* [提示テキスト]
>>>>>
発表年:1938年
作者:アガサ・クリスティ
シリーズ:エルキュール・ポワロ17
「思いきり兇暴な殺人を」
というリクエストを受けて作られた本作は、その期待に応えるだけの力作にはなっています。多少ハリボテ感がしないでもないですが…
まずは粗あらすじ
クリスマスを迎えるにあたり、老シメオンによってリー家の面々が集められた。クリスマスにお誂え向きの団欒とした雰囲気からは程遠い重苦しい空気を切り裂いたのは、ぞっとするような甲高い絶叫だった。目を覆いたくなるような惨劇の前に、名探偵ポワロが立ちあがる。
「あなたの作品は洗練され過ぎている」
これがクリスティの義理の兄の前向きな批評でした。もっと血腥い、もっと兇暴な殺人を、という注文を受けてクリスティはどのように感じたのでしょうか。個人的に思うのは、彼女は心の中でふふん、と笑ったのではないか、ということ。
正直、クリスティの作品群には、目に見えて残酷だったり、凶暴性が全面に押し出た殺人は少ない。殺人が少ない、というよりかは、殺人の描写が少ない、というのが正解でしょうか。
なので、表面化した暴は少なくとも、犯人の内面からにじみ出る残虐性は、そこらの作品より頭一つ飛抜けている印象があるし、少なくとも洗練の本来意味するような優雅で高尚な作品だ、という印象はあまり強くありません。
クリスティが「お望みとあらば書いてみせましょう」と意気込んだかは不明ですが、本作を難なくさらりと書き上げたんじゃないだろか、とは想像できます。
雰囲気作りのために、騒々しい格闘音・甲高い絶叫・夥しい流血という簡単な要素を揃えるだけで、他に凝った演出はなされていません。むしろ、「兇暴な殺人」はパフォーマンスで、その実は、人間関係や血の繋がりが裏テーマのいつも通りのクリスティ作品なのではないでしょうか。
とはいえ、ポワロシリーズの中でも一、二を争う結末のサプライズは素晴らしく、お決まりのクリスティ劇場開幕ということは決してありません。さらにその驚愕のサプライズへ辿りつくまでに配された手がかりが秀逸で、何気ない台詞やなんでもない物証だけではなく、「人」そのものが謎を解くヒントになっているのが珍しいと思います。
登場人物にも趣向が凝らされた配役がなされており、横筋にもミステリにしっかり絡んできます。
また、改めて思うのですが、クリスティは悪人の書き方も素晴らしいと思いました。
例えば『ナイルに死す』のリネットや『死との約束』のボイントン夫人、そして本作のシメオンなどを見て思うのですが、自分では悪だと気づいていない人物が最も悪人だと感じます。
<<<<<
* [収集データ]
>>>>>
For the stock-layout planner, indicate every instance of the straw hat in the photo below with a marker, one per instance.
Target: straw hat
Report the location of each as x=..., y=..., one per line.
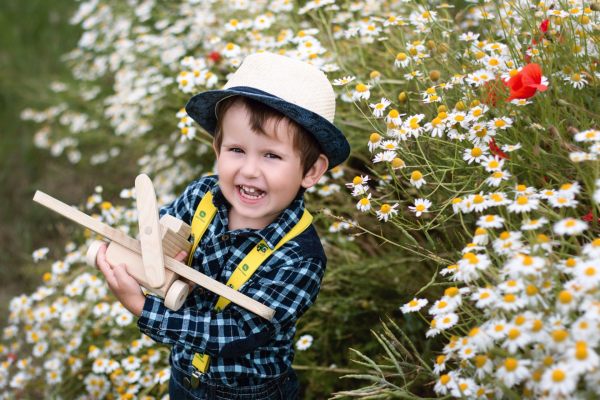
<<<<<
* [依頼文 A] クリスティ作品の書評で、雰囲気作りのためにそろえられたとされる要素をすべて挙げてください。
* [依頼文 B] クリスティ作品の書評を、最後の一文に続けて書き進める。

* [出力 A] 騒々しい格闘音、甲高い絶叫、夥しい流血

* [出力 B]
そんな人物の描写力と、そんな純粋悪でさえ死によって一瞬で一掃される無常感、そして悪を殺人によって葬り去るもう一つのドス黒い悪との対立、正当化されそうな殺人に対するポワロの妥協しない姿勢、それらが程よくブレンドされ、本作は出来上がっています。
クリスマスに対するポワロの考え方も一読の価値があり、なぜポワロシリーズの中でもそこまで有名じゃない(ねこ調べ)のか不思議な作品です。
以下超ネタバレ
《謎探偵の推理過程》
本作の楽しみを全て奪う記述があります。未読の方は、必ず本作を読んでからお読みください。
まず冒頭から、別々の目的と計画を胸にゴーストン館を目指す二人の男女に惹かれる。そしてスティーヴン、ピラール二人のロマンスもほんのり香ってくる。
もしゴーストン館で殺人が起こっても二人の目的は違う、そんな雰囲気を感じる。
一部・二部でリー家の面々が紹介され、特に主人のシメオンの異質なキャラクターが随所に現われている。
そして三部に入り、悲劇的な演出方法でシメオンが死んだ。家族全員に動機があるように思えるが、どうも事件現場の贋物感が凄い。ただ単にクリスティが下手くそなだけかそれとも…
力の弱い老人との格闘という状況から犯人は女性でいいと思う。となると、リディア、マグダリーン、ヒルダの3人が候補になる。動機は全員が持っており、怪しい言動も多いため絞るのが難しい。
リディアはもちろん正当な権利としてお金を求めているだろうし、父を尊敬しているアルフレッドに吐露しているように嫉妬(≒憎悪)も関係しているかもしれない。
マグダリーンはもちろんお金がメインだろうが、自身の過去の発覚という弱みもシメオンに握られているようだ。
一方ヒルダはお金という動機があまり当てはまらなさそうに思える。それよりも夫デヴィッドの心を解放するための殺人の方が考えられる。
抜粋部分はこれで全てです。